Given data –

________________

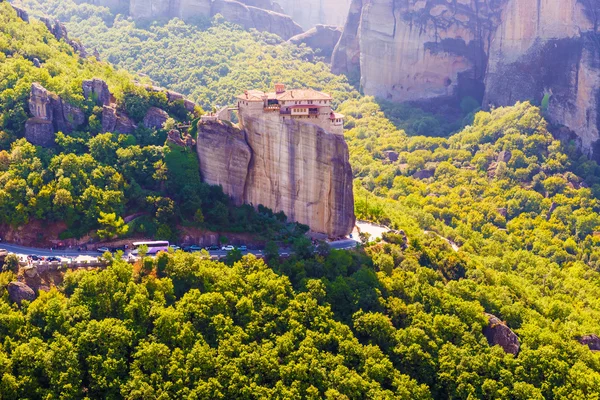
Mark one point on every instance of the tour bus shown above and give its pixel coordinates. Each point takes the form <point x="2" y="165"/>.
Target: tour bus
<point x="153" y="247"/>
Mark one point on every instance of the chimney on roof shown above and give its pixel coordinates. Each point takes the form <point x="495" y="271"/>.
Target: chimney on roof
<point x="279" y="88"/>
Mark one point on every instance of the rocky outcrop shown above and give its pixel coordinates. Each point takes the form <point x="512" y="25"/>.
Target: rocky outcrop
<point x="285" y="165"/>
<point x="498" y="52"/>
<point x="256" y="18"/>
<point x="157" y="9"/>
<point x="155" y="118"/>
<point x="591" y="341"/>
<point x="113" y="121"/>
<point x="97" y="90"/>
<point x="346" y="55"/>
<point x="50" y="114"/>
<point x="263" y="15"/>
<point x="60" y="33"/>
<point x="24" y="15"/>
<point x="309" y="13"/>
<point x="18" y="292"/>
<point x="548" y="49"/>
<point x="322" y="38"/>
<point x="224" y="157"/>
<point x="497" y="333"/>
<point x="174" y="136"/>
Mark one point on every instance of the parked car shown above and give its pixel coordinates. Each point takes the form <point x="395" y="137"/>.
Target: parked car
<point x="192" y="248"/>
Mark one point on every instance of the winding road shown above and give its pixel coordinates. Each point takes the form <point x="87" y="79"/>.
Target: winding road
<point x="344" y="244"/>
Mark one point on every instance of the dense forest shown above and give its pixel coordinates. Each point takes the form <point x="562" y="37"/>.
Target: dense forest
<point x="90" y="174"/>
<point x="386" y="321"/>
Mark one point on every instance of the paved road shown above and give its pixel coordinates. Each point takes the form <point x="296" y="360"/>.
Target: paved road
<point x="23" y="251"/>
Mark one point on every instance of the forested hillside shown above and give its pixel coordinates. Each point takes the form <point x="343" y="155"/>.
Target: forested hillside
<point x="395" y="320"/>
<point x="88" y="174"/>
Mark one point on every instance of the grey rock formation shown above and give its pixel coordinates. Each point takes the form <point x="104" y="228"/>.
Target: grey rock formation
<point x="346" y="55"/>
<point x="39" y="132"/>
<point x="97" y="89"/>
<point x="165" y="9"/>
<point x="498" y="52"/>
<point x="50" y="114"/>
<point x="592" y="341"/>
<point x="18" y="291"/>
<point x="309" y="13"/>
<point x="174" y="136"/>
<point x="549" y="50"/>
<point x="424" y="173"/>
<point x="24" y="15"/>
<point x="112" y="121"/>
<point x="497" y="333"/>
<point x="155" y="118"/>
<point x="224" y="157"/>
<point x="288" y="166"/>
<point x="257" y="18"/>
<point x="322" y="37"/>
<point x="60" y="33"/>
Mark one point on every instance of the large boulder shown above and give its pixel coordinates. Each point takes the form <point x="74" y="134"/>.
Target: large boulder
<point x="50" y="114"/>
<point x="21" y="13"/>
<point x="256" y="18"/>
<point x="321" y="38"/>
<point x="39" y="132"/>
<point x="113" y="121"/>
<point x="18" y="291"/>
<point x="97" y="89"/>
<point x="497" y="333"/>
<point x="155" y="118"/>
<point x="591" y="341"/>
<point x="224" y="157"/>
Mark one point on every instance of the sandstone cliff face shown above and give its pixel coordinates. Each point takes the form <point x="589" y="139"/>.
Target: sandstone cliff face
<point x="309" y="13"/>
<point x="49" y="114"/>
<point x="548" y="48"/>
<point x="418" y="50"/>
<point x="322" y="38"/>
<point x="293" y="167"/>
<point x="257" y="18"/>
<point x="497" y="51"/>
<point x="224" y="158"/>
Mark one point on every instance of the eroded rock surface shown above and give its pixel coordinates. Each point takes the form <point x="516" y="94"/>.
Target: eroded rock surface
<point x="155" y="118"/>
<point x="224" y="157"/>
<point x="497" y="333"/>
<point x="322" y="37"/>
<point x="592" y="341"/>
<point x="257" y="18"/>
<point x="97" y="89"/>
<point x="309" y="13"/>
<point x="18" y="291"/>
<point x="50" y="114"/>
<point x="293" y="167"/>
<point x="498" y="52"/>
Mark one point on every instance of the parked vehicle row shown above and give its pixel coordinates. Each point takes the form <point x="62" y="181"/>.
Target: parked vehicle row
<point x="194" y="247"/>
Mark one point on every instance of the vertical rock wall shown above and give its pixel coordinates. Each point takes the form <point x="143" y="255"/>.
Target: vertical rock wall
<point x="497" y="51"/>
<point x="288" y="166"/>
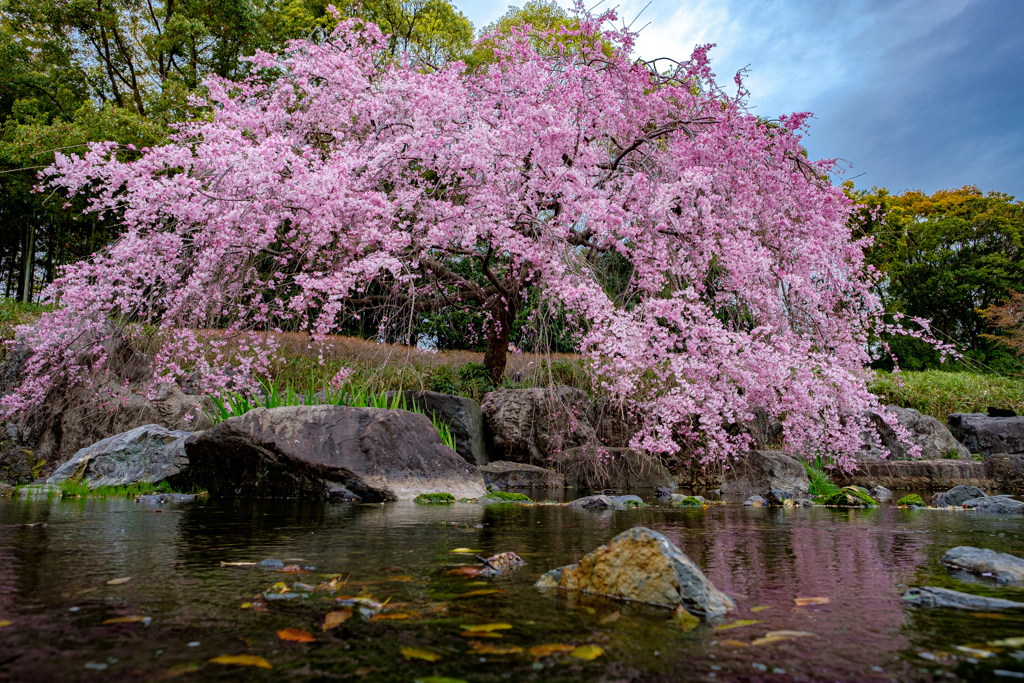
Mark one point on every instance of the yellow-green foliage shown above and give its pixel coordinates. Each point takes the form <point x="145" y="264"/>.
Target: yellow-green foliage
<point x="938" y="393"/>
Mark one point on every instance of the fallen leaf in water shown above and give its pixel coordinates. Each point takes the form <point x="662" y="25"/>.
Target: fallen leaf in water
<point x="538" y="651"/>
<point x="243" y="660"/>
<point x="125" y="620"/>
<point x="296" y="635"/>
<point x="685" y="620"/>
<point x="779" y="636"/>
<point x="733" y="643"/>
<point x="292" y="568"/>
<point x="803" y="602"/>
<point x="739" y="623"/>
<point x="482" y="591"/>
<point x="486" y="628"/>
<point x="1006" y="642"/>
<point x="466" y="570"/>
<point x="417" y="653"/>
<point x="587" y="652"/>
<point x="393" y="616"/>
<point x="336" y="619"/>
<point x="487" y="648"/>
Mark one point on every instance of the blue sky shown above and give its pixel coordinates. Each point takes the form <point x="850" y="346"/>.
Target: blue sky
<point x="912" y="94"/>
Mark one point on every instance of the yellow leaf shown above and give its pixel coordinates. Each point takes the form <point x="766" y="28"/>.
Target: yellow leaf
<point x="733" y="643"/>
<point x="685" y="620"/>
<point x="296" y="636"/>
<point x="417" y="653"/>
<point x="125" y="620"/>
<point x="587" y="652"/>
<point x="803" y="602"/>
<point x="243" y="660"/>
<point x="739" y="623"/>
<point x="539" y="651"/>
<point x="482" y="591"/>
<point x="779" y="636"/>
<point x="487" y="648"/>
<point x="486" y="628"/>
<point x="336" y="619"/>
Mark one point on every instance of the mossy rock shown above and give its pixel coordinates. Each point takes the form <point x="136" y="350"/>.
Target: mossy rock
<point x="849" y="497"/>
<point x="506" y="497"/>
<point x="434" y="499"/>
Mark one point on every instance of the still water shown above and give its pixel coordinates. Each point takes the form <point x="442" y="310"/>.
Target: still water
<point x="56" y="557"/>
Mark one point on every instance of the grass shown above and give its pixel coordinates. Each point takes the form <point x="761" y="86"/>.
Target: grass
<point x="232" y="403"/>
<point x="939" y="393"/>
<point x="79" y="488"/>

________________

Set the preceding data down again word for word, omitting images.

Mark one point on every instance of the tour bus shown above and give its pixel coordinates. Each point takes the form <point x="2" y="165"/>.
Target: tour bus
<point x="153" y="247"/>
Mark one point on every instance of the chimney on roof shown above and give its pixel coordinates. Each point takes the form <point x="495" y="271"/>.
Target: chimney on roof
<point x="279" y="88"/>
Mark one point on every instance of the rocky outcrop shown above and give its pixel coordinates. Each point takes the form <point x="512" y="25"/>.
Target: rocky outcrop
<point x="285" y="165"/>
<point x="498" y="52"/>
<point x="256" y="18"/>
<point x="157" y="9"/>
<point x="155" y="118"/>
<point x="591" y="341"/>
<point x="113" y="121"/>
<point x="97" y="90"/>
<point x="346" y="55"/>
<point x="50" y="114"/>
<point x="263" y="15"/>
<point x="60" y="33"/>
<point x="24" y="15"/>
<point x="309" y="13"/>
<point x="18" y="292"/>
<point x="548" y="49"/>
<point x="322" y="38"/>
<point x="224" y="157"/>
<point x="497" y="333"/>
<point x="174" y="136"/>
Mark one point on every instance of the parked car shown above and give its pixel coordinates. Each point takes the form <point x="395" y="137"/>.
Target: parked car
<point x="192" y="248"/>
Mark one point on every instance of the winding road shown above and give its pixel coordinates. Each point takes the form <point x="87" y="79"/>.
Target: winding road
<point x="344" y="244"/>
Mark one point on every instance of the dense forest shown above and give its pixel coordinates. Each point takes the form <point x="562" y="37"/>.
Target: dense forest
<point x="90" y="174"/>
<point x="386" y="321"/>
Mark one point on every instance of the paved road shown above and give its pixel coordinates. Each point takes the form <point x="296" y="360"/>.
Target: paved road
<point x="23" y="251"/>
Mark one point on every instance of the forested hillside shown above and give its pixel coordinates. Each point takes the form <point x="343" y="155"/>.
Target: forested hillside
<point x="395" y="320"/>
<point x="88" y="174"/>
Mark one point on every instance of the grey rock formation shown above and give its pixel coordinates. Each point takes the form <point x="104" y="228"/>.
Target: grey rock formation
<point x="346" y="55"/>
<point x="39" y="132"/>
<point x="97" y="89"/>
<point x="165" y="9"/>
<point x="498" y="52"/>
<point x="50" y="114"/>
<point x="592" y="341"/>
<point x="18" y="291"/>
<point x="309" y="13"/>
<point x="174" y="136"/>
<point x="549" y="50"/>
<point x="424" y="173"/>
<point x="24" y="15"/>
<point x="112" y="121"/>
<point x="497" y="333"/>
<point x="155" y="118"/>
<point x="224" y="157"/>
<point x="288" y="166"/>
<point x="257" y="18"/>
<point x="322" y="37"/>
<point x="60" y="33"/>
Mark one point on every instance of the large boulder shown above and give its pixel coordinates. Each point takes the form <point x="74" y="134"/>.
Target: large boulder
<point x="50" y="114"/>
<point x="21" y="13"/>
<point x="256" y="18"/>
<point x="321" y="38"/>
<point x="39" y="132"/>
<point x="113" y="121"/>
<point x="18" y="291"/>
<point x="97" y="89"/>
<point x="497" y="333"/>
<point x="155" y="118"/>
<point x="591" y="341"/>
<point x="224" y="157"/>
Mark one point on every instance of the sandstone cliff face shown above and give its pixel coordinates. Each point takes the form <point x="589" y="139"/>.
Target: sandstone cliff face
<point x="309" y="13"/>
<point x="49" y="114"/>
<point x="548" y="48"/>
<point x="418" y="50"/>
<point x="322" y="38"/>
<point x="293" y="167"/>
<point x="257" y="18"/>
<point x="497" y="51"/>
<point x="224" y="158"/>
Mark one point on every instance of the eroded rock surface shown above and give its pixel coordinates. Each point takes the form <point x="516" y="94"/>.
Target: eroded rock surface
<point x="155" y="118"/>
<point x="224" y="157"/>
<point x="497" y="333"/>
<point x="322" y="37"/>
<point x="592" y="341"/>
<point x="257" y="18"/>
<point x="97" y="89"/>
<point x="309" y="13"/>
<point x="18" y="291"/>
<point x="50" y="114"/>
<point x="293" y="167"/>
<point x="498" y="52"/>
Mark one point on every instance of the parked vehicle row shown above and give its pixel coordinates. Each point takes the form <point x="62" y="181"/>.
Target: parked vehicle row
<point x="194" y="247"/>
Mark one point on every instance of the vertical rock wall shown above and give its pixel coordinates. Each point takes the form <point x="143" y="255"/>.
Target: vertical rock wall
<point x="497" y="51"/>
<point x="288" y="166"/>
Mark one point on every instance of the yellow-green foliage shown above and give its pixel coordinates. Each point takes the form <point x="145" y="264"/>.
Target: yellow-green foliage
<point x="938" y="393"/>
Mark one point on every instance of the fallen leaf in water shown above and give its pixel coordinates. Each point takes the form <point x="662" y="25"/>.
Target: fallen leaf in water
<point x="538" y="651"/>
<point x="243" y="660"/>
<point x="125" y="620"/>
<point x="296" y="635"/>
<point x="685" y="620"/>
<point x="779" y="636"/>
<point x="733" y="643"/>
<point x="292" y="568"/>
<point x="803" y="602"/>
<point x="739" y="623"/>
<point x="482" y="591"/>
<point x="486" y="628"/>
<point x="1006" y="642"/>
<point x="466" y="570"/>
<point x="417" y="653"/>
<point x="587" y="652"/>
<point x="393" y="616"/>
<point x="336" y="619"/>
<point x="487" y="648"/>
Mark one point on every instance of the blue sky shown above and give its pixel coordinates. Each point takes the form <point x="850" y="346"/>.
Target: blue sky
<point x="912" y="94"/>
Mark one point on every instance of the yellow leaf shown above and give its pixel coordinates. Each point takes the form <point x="766" y="28"/>.
Target: yellow leaf
<point x="733" y="643"/>
<point x="685" y="620"/>
<point x="296" y="636"/>
<point x="417" y="653"/>
<point x="125" y="620"/>
<point x="587" y="652"/>
<point x="803" y="602"/>
<point x="243" y="660"/>
<point x="739" y="623"/>
<point x="539" y="651"/>
<point x="482" y="591"/>
<point x="779" y="636"/>
<point x="487" y="648"/>
<point x="486" y="628"/>
<point x="336" y="619"/>
Mark one point on every instance of the mossy rock shown above and give its pixel coordinates. Each point takes the form <point x="136" y="350"/>.
Target: mossy rock
<point x="849" y="497"/>
<point x="506" y="497"/>
<point x="434" y="499"/>
Mark one point on every instance of the still water shown above and give its pixel coordinates. Each point takes the form <point x="442" y="310"/>.
Target: still water
<point x="56" y="557"/>
Mark one point on every instance of the grass shown above and give its pixel coordinates. Each point takes the form <point x="761" y="86"/>.
Target: grass
<point x="232" y="403"/>
<point x="939" y="393"/>
<point x="79" y="488"/>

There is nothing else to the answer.